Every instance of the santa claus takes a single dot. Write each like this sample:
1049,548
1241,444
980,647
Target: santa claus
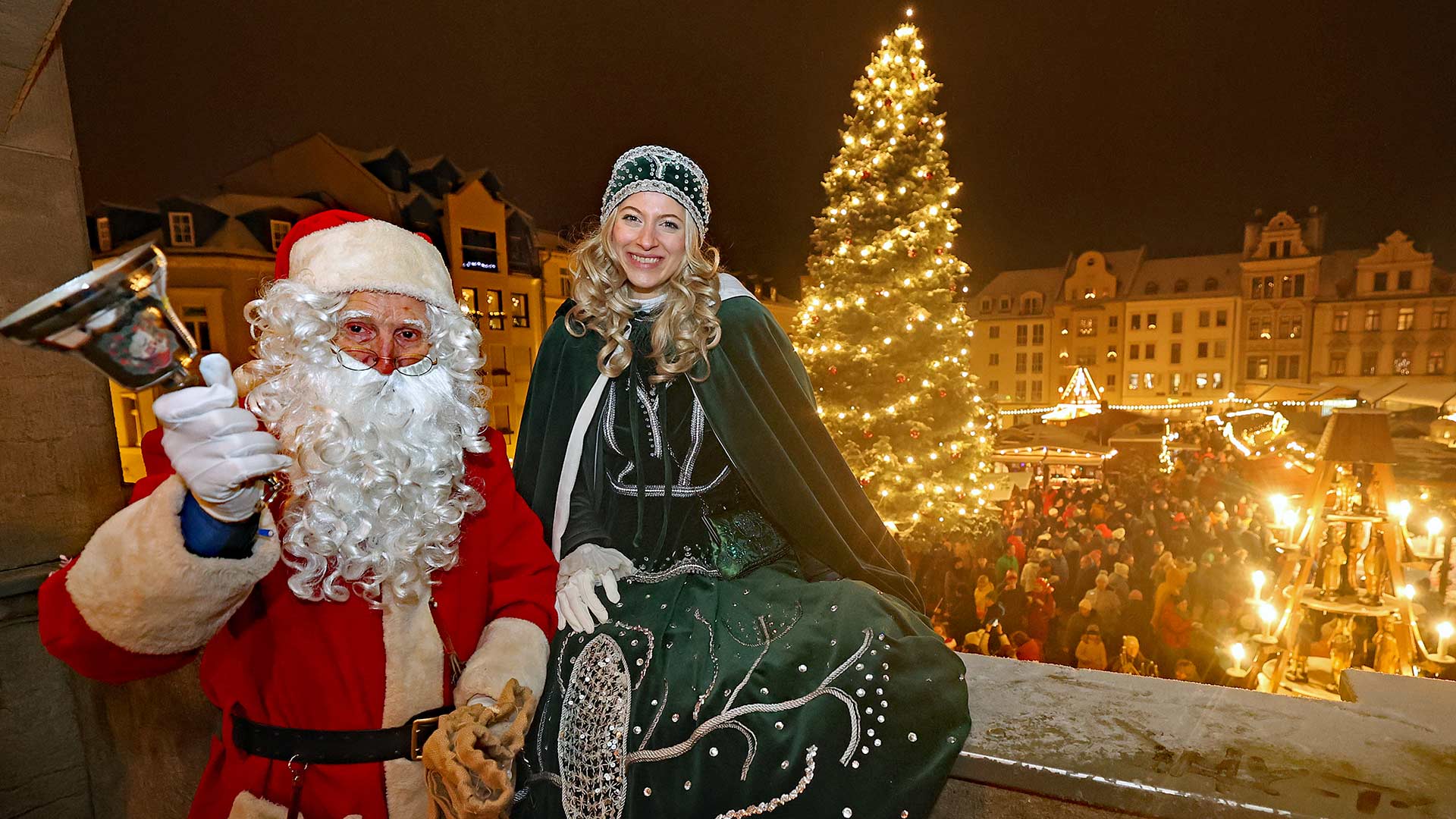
397,579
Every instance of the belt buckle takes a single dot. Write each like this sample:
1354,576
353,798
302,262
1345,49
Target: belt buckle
417,738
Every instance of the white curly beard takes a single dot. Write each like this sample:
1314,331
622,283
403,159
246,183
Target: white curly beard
376,490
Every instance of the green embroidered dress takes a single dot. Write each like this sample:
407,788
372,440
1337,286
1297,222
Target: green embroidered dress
726,684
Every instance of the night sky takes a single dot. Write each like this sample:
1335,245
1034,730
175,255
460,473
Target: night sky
1071,126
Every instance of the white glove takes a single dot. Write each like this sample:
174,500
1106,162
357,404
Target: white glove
216,445
577,602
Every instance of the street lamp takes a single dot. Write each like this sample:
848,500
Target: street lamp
1433,528
1269,614
1402,512
1238,653
1279,503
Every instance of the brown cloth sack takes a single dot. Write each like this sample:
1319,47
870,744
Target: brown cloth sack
471,758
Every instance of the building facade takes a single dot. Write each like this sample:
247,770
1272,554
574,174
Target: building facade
221,251
1280,311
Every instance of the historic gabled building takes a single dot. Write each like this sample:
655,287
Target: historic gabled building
1282,309
221,249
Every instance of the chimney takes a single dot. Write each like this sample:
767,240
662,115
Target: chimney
1313,231
1251,234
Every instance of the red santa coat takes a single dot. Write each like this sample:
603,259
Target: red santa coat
137,604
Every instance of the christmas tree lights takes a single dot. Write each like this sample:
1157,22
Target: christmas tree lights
886,344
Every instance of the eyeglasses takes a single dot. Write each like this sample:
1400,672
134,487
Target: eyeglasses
360,360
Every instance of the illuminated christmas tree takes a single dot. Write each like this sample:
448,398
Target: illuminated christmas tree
878,331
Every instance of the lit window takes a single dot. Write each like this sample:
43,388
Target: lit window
520,309
180,224
495,316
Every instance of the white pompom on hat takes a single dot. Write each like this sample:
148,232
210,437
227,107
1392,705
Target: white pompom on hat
338,251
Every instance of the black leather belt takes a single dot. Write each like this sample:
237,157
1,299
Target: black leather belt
337,748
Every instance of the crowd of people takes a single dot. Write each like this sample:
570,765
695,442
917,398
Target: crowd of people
1133,575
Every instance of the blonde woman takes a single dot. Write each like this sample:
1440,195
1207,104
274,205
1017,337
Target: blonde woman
672,447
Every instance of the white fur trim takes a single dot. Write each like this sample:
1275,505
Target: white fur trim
730,287
372,256
510,648
137,586
571,464
248,806
414,682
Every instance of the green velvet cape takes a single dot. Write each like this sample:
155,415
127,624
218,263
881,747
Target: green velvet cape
761,406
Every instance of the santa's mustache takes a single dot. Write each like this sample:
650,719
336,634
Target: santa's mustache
378,490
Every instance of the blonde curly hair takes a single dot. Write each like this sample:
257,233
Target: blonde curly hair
686,327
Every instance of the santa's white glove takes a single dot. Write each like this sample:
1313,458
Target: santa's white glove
577,580
216,445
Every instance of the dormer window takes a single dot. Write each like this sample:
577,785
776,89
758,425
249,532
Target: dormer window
278,231
180,226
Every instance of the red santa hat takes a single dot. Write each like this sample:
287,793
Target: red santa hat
338,251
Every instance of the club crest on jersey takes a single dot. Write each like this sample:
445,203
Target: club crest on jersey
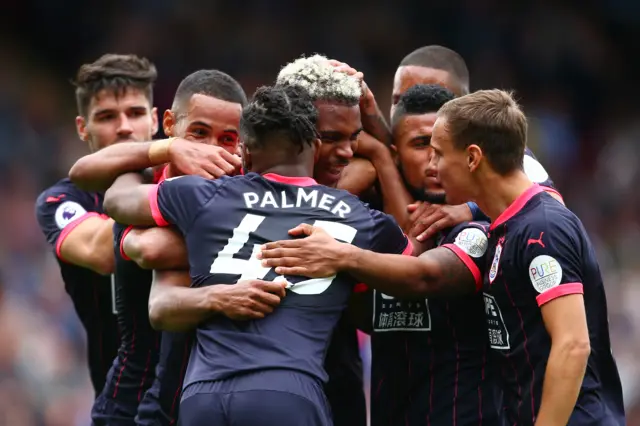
67,212
495,263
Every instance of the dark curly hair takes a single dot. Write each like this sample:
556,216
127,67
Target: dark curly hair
277,113
115,73
421,99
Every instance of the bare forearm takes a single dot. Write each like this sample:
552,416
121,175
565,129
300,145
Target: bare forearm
436,273
97,171
562,380
373,120
127,201
174,308
395,196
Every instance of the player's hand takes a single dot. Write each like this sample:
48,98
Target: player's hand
317,256
349,70
248,299
208,161
428,219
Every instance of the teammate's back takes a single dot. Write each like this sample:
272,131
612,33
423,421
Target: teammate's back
226,221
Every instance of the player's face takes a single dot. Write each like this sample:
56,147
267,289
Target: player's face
121,117
451,165
411,75
339,126
207,120
412,139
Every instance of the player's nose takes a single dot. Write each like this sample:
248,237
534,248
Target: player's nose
344,151
125,126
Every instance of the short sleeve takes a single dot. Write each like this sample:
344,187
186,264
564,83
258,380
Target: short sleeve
60,209
387,237
469,242
178,200
551,259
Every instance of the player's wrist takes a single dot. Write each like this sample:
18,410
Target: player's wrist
159,151
349,258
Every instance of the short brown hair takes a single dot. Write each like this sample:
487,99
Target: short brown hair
116,73
493,120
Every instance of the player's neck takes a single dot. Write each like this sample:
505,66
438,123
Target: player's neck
497,192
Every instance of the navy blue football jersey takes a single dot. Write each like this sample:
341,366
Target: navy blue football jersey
536,171
59,209
133,369
538,251
161,403
429,356
225,222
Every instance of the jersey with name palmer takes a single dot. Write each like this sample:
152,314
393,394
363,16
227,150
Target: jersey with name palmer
429,356
133,369
539,251
225,222
59,209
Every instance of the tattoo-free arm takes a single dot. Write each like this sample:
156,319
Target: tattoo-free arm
174,306
438,272
127,201
566,322
97,171
156,248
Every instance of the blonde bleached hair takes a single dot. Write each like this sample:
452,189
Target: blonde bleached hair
319,79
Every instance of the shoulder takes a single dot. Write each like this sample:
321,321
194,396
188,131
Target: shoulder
470,237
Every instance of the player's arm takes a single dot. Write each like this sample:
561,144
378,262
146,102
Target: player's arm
553,264
155,248
175,306
129,201
440,272
358,177
78,235
395,196
99,170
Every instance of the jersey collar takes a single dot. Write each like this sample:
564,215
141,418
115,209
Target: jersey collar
290,180
517,205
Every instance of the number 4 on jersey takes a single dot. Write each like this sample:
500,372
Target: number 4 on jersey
226,263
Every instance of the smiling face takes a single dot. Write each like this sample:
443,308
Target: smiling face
412,139
412,75
451,164
338,126
113,117
207,120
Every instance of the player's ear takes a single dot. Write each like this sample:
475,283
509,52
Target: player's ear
168,123
246,158
154,121
317,143
81,128
474,155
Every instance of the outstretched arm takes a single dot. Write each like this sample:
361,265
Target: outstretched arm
438,272
127,201
174,306
156,248
97,171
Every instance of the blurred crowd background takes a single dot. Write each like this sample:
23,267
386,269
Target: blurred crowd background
571,65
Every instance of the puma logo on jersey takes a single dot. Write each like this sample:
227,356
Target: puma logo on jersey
538,241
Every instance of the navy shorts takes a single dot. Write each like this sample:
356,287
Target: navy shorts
266,398
112,412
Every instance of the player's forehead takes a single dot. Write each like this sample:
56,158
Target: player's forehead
411,75
215,113
413,126
119,100
338,118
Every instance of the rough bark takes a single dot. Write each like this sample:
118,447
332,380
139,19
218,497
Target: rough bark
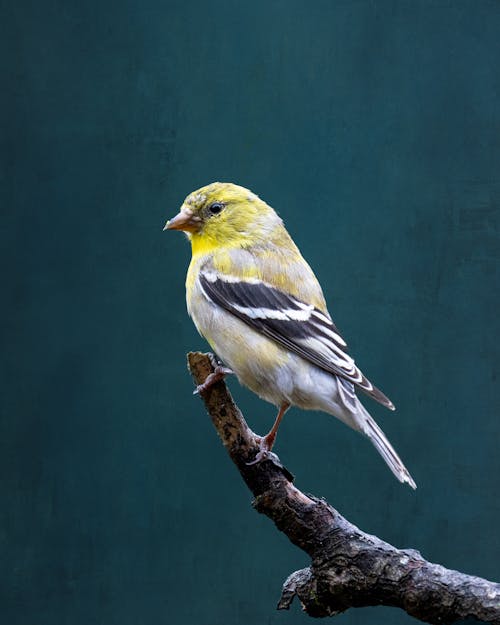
348,567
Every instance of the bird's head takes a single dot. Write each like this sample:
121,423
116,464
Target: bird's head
224,214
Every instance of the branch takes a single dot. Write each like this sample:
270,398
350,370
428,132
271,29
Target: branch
348,567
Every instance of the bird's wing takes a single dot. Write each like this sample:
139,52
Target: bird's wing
295,325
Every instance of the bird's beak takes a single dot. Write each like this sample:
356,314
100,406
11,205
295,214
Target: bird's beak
184,220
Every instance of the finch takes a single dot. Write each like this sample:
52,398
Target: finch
259,305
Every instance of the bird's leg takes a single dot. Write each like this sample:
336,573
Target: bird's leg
266,443
219,373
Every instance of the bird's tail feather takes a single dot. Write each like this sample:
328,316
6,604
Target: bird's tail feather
367,425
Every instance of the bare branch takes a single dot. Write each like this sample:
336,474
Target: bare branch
348,567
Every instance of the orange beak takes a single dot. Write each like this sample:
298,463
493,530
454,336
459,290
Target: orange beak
184,220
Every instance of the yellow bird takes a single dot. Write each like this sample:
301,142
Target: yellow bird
255,299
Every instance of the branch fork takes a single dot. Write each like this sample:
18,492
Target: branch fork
349,568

○ ○ ○ ○ ○ ○ ○

— Required work —
Your answer should consist of the lines from the line with "Every instance of the illuminated" to the line with "Every instance of the white fur" above, repeated exactly, both ends included.

— Output —
Every instance of the illuminated christmas tree takes a single dot. Write each like this sample:
448,398
Target: illuminated christmas tree
878,331
Every instance of the lit window takes a single dot. Write each like this sample:
43,388
Target: lit window
520,309
180,224
495,316
Every instance of the white pompom on hat takes a single dot. Write each like this sample:
148,232
210,437
227,107
1392,705
Target: white pompom on hat
338,251
Every instance of the black leather belt takes a single dot. Write each like this sample:
237,157
1,299
Target: black leather belt
337,748
Every instance of the crowd of people takes a single dot. Write each like this sample:
570,765
695,442
917,398
Target: crowd of people
1133,575
Every instance of the blonde woman takes a single dot. Write each like this sample:
1440,195
1207,104
274,205
1017,337
Target: blonde woman
672,447
Every instance of the white fur trim takes a single dot. Write each like this sample:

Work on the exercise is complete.